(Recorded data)
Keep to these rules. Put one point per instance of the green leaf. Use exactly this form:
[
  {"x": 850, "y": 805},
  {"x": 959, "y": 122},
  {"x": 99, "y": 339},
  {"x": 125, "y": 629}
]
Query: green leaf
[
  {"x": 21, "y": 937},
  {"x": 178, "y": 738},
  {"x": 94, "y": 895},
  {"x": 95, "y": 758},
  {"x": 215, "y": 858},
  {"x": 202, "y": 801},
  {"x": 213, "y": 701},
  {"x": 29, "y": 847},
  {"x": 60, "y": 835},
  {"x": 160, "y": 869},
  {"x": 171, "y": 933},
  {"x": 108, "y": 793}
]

Exercise aim: Exactly reproduce every record.

Written solution:
Keep to these rules. Put one point per instance of the green leaf. Use exactly this form:
[
  {"x": 850, "y": 805},
  {"x": 959, "y": 122},
  {"x": 99, "y": 339},
  {"x": 125, "y": 629}
]
Query: green leaf
[
  {"x": 21, "y": 937},
  {"x": 178, "y": 738},
  {"x": 94, "y": 895},
  {"x": 95, "y": 758},
  {"x": 215, "y": 858},
  {"x": 202, "y": 801},
  {"x": 213, "y": 701},
  {"x": 29, "y": 847},
  {"x": 60, "y": 835},
  {"x": 160, "y": 869},
  {"x": 171, "y": 933},
  {"x": 108, "y": 793}
]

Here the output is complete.